What you need to do
Pick out every line of the data below that contains the word "brass" and copy each one.
======== Entries
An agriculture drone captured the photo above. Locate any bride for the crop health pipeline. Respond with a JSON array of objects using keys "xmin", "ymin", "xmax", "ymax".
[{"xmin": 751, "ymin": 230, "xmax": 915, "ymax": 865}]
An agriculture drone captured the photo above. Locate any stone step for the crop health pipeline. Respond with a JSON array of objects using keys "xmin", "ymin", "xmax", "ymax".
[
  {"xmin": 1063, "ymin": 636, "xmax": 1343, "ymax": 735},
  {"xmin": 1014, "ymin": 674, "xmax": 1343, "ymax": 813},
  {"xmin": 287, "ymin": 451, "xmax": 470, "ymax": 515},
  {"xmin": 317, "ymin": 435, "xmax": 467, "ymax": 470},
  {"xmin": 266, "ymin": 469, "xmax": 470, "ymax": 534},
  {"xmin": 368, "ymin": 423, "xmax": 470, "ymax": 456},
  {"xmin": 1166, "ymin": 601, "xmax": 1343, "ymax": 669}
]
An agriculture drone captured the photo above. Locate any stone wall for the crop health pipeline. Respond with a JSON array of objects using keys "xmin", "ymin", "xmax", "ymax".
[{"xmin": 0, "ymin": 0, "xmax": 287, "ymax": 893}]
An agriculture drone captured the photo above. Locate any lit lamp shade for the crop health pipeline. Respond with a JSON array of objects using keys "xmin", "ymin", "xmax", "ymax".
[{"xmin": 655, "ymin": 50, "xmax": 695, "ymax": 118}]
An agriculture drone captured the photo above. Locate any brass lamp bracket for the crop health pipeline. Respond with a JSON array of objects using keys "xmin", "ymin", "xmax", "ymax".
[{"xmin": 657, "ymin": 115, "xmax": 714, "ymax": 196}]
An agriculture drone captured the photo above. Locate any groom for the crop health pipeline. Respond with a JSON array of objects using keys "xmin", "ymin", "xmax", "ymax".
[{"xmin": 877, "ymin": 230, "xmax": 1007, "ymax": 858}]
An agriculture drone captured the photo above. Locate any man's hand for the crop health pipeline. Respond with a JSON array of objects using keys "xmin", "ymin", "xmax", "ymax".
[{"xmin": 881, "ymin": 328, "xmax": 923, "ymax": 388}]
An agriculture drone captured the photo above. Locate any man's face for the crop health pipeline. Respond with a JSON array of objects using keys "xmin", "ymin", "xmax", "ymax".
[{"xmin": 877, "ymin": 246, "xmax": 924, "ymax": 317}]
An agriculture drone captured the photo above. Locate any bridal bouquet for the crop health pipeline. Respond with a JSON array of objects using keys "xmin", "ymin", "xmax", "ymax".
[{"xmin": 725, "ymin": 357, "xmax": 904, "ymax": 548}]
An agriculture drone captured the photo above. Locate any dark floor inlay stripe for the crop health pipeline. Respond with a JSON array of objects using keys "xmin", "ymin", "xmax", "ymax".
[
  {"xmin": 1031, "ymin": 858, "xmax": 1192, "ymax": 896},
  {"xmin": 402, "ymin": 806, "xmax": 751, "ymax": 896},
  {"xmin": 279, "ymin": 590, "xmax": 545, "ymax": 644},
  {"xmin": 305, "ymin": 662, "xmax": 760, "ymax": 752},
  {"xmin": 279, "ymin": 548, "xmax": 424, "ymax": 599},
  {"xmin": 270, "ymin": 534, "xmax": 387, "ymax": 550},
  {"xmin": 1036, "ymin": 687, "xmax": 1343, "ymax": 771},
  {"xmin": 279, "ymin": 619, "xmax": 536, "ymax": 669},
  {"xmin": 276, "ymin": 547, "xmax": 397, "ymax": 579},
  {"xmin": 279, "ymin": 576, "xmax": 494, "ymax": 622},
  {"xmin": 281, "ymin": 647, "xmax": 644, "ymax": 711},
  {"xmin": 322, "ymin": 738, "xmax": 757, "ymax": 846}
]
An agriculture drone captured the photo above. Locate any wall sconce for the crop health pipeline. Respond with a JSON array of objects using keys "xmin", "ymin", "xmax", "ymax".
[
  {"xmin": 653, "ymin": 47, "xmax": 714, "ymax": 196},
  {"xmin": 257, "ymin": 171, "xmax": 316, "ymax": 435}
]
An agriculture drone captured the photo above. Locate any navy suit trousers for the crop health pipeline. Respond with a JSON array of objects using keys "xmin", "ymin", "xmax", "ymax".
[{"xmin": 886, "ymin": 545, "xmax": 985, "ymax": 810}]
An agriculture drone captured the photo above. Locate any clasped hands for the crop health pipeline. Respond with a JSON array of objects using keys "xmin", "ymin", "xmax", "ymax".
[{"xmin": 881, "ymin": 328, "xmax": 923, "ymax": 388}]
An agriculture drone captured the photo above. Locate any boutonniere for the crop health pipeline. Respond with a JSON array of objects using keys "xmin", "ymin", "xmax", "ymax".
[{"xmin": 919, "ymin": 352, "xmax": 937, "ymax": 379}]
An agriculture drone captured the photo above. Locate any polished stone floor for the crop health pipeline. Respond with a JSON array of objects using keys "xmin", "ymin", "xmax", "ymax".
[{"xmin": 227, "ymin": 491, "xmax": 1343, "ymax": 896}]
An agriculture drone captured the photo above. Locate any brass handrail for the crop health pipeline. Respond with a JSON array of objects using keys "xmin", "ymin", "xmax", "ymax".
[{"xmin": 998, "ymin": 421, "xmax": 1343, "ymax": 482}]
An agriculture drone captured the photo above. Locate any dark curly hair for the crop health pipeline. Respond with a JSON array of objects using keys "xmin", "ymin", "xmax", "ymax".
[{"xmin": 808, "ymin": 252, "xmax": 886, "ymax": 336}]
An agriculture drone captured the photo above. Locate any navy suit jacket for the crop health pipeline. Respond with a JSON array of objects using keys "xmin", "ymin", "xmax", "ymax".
================
Result of the task
An agriculture drone captured the photo above. Locate any brass lamp bracket for the crop health pipeline. Respond with a JSON array of objects using keys "xmin", "ymin", "xmax", "ymax".
An agriculture drone captured the photo above. Locate any brass handrail for the crop health pipeline. Respond with a JSON array of objects using keys "xmin", "ymin", "xmax", "ymax".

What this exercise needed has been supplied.